WHAT YOU NEED TO DO
1 > List every method of controlling the Mute swan population named in the text on introduced species.
2 > In the text on introduced species, rewrite the passage starting at "When an introduced" and ending at "called invasive species.", putting "harmful" in place of "deleterious".
3 > Answer these questions using the text on introduced species.
(a) Into which country were deer and trout introduced?
(b) By about what average percentage per year has the Mute swan population increased?
(c) According to the animal rights movement, what is calling this an 'overpopulation' more than a scientific fact?

EXTRACTED TEXT

The introduction of a foreign species has often caused ecological disturbance, such as when deer and trout were introduced into Argentina, or when rabbits were introduced to Australia and predators were introduced in turn to attempt to control the rabbits.

When an introduced species is so successful that its population begins to increase exponentially and causes deleterious effects to farmers, fisheries, or the natural environment, these introduced species are called invasive species.

In the case of the Mute swan, Cygnus olor, their population has rapidly spread across much of North America as well as parts of Canada and western Europe. This species of swan has caused much concern for wildlife management as they damage aquatic vegetation, and harass other waterfowl, displacing them. The population of the Mute swan has seen an average increase of around 10-18% per year which further threatens to impact the areas they inhabit. Management of the species comes in a variety of ways. Similar to overpopulated or invasive species, hunting is one of the most effective methods of population control. Other methods may involve trapping, relocation, or euthanasia.

==Criticism==
In natural ecosystems, populations naturally expand until they reach the carrying capacity of the environment; if the resources on which they depend are exhausted, they naturally collapse. According to the animal rights movement, calling this an 'overpopulation' is more an ethics question than a scientific fact. Animal rights organisations are commonly critics of ecological systems and wildlife management. Animal rights activists and locals earning income from commercial hunts counter that scientists are outsiders who do not know wildlife issues, and that any slaughter of animals is evil.

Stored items
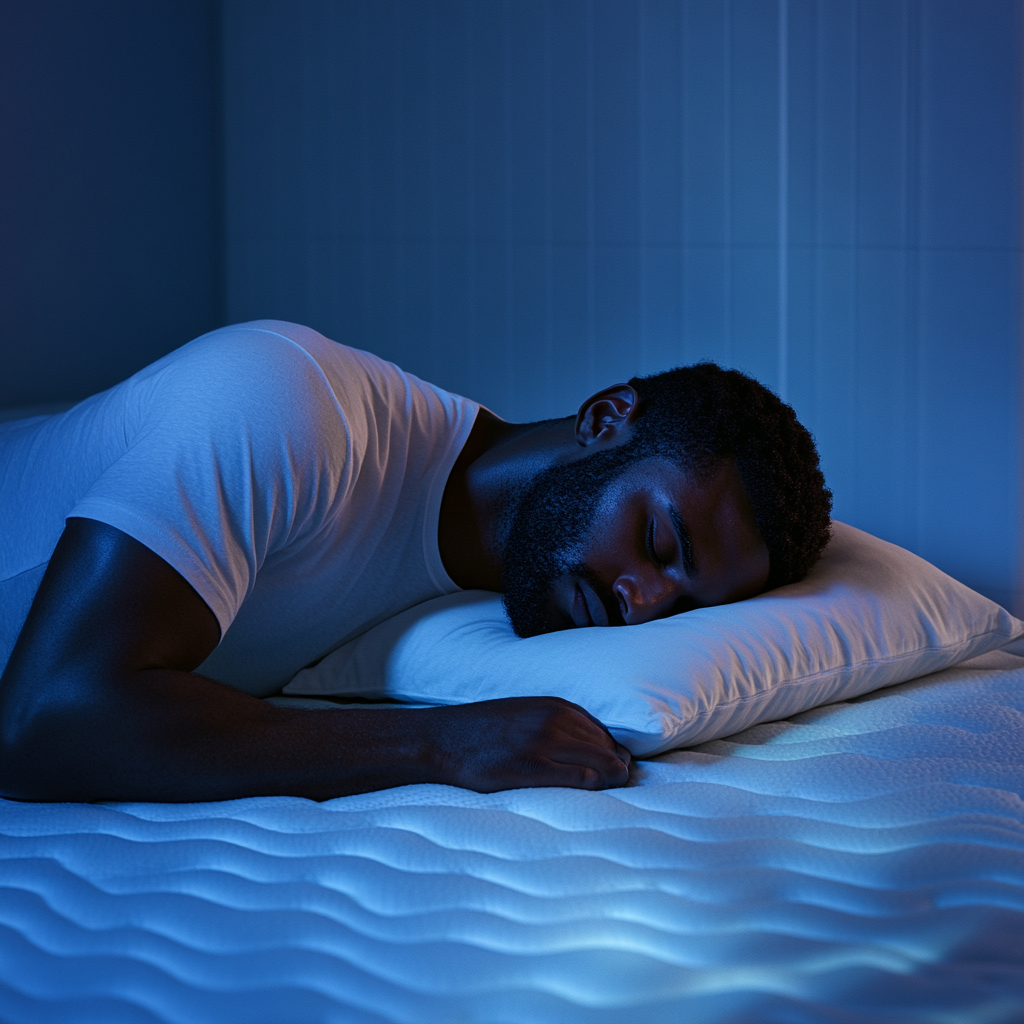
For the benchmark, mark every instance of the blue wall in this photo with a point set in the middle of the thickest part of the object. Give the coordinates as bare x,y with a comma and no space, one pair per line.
524,201
110,189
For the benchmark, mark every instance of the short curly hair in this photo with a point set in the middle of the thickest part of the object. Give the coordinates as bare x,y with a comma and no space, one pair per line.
699,415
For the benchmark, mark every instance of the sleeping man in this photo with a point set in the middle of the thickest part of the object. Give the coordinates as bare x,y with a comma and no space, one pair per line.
182,544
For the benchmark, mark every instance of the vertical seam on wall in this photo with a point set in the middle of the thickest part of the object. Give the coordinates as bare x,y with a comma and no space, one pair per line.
433,300
549,257
399,181
509,332
591,256
472,341
727,175
366,280
783,200
682,341
1018,597
641,207
855,317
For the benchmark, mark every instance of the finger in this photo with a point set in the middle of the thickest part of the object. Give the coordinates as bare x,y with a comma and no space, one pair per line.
611,769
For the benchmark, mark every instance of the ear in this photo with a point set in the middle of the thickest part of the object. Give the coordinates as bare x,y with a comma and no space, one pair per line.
607,415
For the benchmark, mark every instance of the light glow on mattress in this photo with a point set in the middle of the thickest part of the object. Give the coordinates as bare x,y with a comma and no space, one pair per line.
862,862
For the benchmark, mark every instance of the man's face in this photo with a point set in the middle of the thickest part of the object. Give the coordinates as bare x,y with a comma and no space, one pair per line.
652,542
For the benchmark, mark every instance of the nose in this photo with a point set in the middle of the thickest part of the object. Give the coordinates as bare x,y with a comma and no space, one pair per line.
645,596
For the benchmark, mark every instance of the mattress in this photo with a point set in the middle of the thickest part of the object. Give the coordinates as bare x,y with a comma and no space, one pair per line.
861,862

SOLUTIONS TO THE EXERCISE
1 > Hunting, trapping, relocation, euthanasia

2 >
When an introduced species is so successful that its population begins to increase exponentially and causes harmful effects to farmers, fisheries, or the natural environment, these introduced species are called invasive species.

3 >
(a) Argentina
(b) Around 10-18%
(c) An ethics question